== What is expected ==
Will you quote only the lines starting at the one that contains "For each instance of the car wheel, imagine" and ending with the last line of the listing below, inclusive?

(Records from a point labeling set)
------------------------------------------------------------

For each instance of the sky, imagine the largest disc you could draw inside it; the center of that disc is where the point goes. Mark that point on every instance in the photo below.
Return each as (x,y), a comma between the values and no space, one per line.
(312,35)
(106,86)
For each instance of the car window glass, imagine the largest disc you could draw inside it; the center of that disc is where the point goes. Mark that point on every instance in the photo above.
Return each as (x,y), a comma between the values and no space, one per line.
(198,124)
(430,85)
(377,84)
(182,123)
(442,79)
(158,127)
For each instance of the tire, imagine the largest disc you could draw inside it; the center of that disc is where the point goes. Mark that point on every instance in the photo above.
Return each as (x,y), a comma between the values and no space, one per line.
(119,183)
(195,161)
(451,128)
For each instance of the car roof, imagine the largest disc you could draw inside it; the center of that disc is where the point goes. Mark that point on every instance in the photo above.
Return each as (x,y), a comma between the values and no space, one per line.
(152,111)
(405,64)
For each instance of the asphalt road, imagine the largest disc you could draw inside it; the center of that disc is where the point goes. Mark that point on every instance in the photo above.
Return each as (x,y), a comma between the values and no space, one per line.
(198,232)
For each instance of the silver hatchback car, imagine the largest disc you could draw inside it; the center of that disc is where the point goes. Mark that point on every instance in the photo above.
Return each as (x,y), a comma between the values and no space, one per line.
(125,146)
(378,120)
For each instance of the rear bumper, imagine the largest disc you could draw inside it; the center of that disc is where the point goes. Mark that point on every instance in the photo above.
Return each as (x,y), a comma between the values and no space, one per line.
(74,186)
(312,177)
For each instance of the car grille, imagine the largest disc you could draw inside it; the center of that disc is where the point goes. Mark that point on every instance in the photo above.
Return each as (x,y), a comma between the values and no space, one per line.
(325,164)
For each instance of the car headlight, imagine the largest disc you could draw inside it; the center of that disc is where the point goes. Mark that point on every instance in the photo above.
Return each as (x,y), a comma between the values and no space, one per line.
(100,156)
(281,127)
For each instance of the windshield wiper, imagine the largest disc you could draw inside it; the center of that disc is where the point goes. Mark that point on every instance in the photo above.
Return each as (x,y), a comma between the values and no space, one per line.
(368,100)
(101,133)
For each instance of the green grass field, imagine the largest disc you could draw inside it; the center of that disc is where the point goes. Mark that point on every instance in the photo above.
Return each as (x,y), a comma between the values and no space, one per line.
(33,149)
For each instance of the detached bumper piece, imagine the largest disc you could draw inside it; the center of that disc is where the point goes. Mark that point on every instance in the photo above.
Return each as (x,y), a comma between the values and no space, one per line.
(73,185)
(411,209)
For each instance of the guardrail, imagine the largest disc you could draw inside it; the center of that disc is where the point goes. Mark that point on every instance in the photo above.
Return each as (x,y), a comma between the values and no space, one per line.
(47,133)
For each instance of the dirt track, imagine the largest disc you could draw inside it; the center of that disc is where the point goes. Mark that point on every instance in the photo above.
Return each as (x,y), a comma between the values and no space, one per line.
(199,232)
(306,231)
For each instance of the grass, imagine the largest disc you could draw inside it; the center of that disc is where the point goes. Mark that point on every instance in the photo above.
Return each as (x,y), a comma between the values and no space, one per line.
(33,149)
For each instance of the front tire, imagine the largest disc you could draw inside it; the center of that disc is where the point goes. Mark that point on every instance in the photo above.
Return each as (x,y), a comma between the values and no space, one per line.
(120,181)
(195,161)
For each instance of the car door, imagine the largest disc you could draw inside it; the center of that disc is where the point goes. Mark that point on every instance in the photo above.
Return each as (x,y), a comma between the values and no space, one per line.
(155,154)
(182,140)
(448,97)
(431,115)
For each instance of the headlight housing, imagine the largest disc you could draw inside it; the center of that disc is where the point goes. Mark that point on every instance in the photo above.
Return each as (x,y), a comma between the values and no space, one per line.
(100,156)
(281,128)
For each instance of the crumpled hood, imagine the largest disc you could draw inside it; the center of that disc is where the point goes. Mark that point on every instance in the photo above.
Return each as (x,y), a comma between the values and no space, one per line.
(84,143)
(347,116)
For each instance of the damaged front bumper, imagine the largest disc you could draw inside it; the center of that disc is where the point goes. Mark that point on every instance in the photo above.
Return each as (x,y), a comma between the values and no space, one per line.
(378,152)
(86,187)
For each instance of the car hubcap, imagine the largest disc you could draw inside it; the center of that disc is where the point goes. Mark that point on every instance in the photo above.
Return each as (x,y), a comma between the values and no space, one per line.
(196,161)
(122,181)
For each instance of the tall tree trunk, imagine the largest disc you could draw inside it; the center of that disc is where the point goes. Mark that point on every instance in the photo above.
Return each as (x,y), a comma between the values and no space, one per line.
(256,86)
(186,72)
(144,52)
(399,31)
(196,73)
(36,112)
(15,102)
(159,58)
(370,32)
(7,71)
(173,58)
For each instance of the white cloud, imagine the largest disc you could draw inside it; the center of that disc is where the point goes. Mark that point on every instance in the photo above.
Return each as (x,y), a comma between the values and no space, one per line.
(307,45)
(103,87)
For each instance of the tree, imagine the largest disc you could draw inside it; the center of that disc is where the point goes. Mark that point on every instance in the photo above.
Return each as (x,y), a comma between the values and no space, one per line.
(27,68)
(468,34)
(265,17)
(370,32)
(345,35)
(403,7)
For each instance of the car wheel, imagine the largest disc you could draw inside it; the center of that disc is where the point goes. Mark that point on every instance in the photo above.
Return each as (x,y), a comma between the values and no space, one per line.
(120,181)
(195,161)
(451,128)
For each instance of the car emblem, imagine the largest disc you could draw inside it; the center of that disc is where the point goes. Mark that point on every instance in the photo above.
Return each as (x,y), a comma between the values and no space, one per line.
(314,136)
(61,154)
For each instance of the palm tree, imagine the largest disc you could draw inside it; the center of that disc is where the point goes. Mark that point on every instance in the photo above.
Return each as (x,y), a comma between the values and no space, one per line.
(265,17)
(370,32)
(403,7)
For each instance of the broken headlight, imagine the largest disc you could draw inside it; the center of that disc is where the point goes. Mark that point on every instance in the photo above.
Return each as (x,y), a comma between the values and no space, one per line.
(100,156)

------------------------------------------------------------

== Answer ==
For each instance of the car wheel, imagine the largest disc you could draw inside it; the center of that disc is where the point goes. Mark that point on every instance in the photo above.
Return each as (x,y), a comma between the values and no space, one per line.
(120,181)
(195,161)
(451,128)
For each instance of the car emblem, imagine the largest disc you could draw inside it; the center of that disc is where the point goes. Mark that point on every instance in the photo above.
Return each as (x,y), a comma between the values and no space, one per line.
(314,136)
(61,154)
For each instance of the palm tree, imagine the largest disc you could draw inside it; the center of that disc is where the point goes. Mark that point on every instance in the photo above.
Return each as (x,y), a comma between the values and no space, one per line.
(265,17)
(370,32)
(403,7)
For each instance of the broken headlight, imagine the largest disc you could draw inside it; the center of that disc is where the point goes. Mark that point on every instance in the photo above.
Return each as (x,y), a comma between the values and no space, one per line.
(100,156)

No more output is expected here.